(Dataset excerpts)
--------------------------------------------------

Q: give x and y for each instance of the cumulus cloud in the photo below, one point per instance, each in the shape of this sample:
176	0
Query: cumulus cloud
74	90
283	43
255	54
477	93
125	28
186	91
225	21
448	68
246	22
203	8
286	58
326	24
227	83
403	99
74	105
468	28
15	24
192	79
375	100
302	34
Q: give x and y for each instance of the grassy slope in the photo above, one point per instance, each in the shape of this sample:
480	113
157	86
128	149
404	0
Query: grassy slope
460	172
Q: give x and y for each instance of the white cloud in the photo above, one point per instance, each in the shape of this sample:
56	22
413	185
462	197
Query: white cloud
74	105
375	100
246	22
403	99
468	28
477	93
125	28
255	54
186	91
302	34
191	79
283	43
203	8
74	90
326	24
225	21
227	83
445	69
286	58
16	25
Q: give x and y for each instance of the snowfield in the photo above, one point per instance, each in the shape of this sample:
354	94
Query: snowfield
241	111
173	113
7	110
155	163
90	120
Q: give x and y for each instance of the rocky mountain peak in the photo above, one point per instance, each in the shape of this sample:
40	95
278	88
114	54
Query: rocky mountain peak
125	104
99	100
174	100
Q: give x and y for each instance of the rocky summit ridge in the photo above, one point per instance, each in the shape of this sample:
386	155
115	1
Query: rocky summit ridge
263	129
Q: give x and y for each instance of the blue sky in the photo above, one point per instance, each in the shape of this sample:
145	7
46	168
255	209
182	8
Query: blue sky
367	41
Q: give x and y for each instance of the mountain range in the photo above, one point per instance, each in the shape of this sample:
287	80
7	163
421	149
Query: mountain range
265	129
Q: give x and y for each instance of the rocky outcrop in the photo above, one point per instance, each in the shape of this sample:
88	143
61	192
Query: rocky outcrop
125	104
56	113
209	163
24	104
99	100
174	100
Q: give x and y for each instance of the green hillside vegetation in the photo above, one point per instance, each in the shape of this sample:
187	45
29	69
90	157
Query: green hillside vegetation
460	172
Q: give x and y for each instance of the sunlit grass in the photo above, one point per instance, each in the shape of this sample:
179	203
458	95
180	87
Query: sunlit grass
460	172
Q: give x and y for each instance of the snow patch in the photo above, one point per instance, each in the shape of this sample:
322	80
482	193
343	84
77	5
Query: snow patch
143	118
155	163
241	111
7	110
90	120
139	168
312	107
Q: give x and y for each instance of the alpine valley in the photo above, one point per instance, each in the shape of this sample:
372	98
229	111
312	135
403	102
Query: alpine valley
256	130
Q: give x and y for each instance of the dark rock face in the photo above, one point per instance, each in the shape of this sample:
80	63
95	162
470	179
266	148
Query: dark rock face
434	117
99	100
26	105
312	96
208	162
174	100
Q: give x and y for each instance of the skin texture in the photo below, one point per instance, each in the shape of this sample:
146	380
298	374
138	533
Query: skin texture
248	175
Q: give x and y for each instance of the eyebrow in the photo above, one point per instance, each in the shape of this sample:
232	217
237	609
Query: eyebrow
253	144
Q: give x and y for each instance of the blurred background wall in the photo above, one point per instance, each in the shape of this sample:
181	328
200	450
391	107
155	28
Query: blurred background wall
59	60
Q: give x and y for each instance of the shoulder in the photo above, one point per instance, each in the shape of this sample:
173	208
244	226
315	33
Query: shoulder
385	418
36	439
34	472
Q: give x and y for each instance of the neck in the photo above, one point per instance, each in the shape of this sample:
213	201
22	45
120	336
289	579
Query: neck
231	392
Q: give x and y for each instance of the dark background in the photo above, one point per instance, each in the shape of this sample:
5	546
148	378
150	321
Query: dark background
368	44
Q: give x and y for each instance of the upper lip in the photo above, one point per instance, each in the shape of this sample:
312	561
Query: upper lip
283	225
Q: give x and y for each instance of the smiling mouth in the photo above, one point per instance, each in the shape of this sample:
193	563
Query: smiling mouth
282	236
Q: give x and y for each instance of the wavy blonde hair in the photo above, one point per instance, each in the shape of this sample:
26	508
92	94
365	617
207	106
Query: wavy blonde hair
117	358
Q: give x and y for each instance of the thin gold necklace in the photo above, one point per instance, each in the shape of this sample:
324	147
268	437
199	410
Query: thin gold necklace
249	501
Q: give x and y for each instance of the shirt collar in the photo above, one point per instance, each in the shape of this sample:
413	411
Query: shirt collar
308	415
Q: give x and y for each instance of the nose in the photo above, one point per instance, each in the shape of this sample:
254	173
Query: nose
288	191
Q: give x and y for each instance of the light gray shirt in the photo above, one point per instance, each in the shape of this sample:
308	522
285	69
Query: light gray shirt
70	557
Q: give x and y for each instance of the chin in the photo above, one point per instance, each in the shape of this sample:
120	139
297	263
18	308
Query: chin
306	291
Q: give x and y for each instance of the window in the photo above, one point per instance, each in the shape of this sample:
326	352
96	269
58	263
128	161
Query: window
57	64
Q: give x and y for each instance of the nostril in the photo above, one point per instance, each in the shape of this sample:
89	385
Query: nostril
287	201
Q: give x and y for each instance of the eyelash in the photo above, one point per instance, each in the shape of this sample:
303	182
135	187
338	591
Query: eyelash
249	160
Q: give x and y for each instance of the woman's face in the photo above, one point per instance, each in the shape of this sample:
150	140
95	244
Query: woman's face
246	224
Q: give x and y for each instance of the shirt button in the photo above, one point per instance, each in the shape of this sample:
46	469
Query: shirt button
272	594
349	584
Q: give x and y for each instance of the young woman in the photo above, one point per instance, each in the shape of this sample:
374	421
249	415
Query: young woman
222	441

--------------------------------------------------

# [WORK TASK]
Among the records, find all lines that include the string "below" and return them.

# [EXERCISE ANSWER]
Q: give x and y for each instance of the cumulus cloud in the photo below, one point per instance, each in the shape of this sample:
Q: give x and y for each instance of the skin texture in the photo below, one point per instance, each in the shape of this sample:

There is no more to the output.